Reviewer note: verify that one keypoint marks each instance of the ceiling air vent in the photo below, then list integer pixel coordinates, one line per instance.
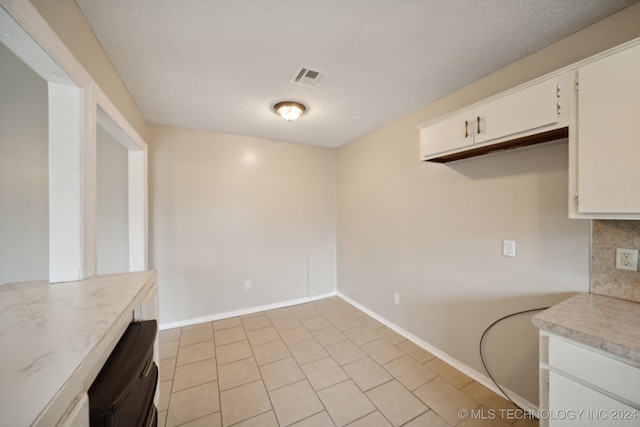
(309, 77)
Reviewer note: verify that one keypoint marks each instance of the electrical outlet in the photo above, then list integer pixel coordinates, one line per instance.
(509, 248)
(627, 259)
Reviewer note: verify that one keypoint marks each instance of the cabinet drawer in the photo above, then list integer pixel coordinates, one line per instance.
(581, 406)
(599, 370)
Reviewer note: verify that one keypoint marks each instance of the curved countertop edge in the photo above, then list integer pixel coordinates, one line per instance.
(602, 322)
(42, 318)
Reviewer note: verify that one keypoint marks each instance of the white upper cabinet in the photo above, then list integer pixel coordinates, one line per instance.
(530, 108)
(606, 162)
(501, 122)
(445, 135)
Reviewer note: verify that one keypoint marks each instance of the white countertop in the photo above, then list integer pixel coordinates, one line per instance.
(54, 338)
(603, 322)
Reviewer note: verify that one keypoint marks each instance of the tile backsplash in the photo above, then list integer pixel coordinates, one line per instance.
(607, 235)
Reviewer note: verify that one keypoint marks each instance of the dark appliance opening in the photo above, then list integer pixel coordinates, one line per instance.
(122, 394)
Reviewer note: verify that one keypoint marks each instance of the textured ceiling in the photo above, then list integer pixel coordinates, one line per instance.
(220, 65)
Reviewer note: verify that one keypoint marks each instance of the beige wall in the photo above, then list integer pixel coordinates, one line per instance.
(433, 232)
(112, 186)
(24, 170)
(66, 19)
(227, 209)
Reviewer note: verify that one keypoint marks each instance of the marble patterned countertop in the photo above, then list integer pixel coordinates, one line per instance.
(607, 323)
(56, 337)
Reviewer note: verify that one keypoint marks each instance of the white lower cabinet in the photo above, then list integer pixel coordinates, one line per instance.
(585, 386)
(574, 404)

##############################

▶ [THE EXERCISE] Can you copy every row from the one containing "of the marble" down to the last row, with the requests unchanged but with each coordinate in the answers increased by 81?

▶ [THE RESULT]
Reviewer note: verify that one keypoint marks each instance of the marble patterned countertop in the photo above, then list integer pixel coordinates, one line per instance.
(688, 404)
(137, 418)
Reviewer note: verify that one keypoint marks each instance of the white lower cabinet in the photo above, then list integer pixel coordinates, one line per instance.
(666, 467)
(655, 485)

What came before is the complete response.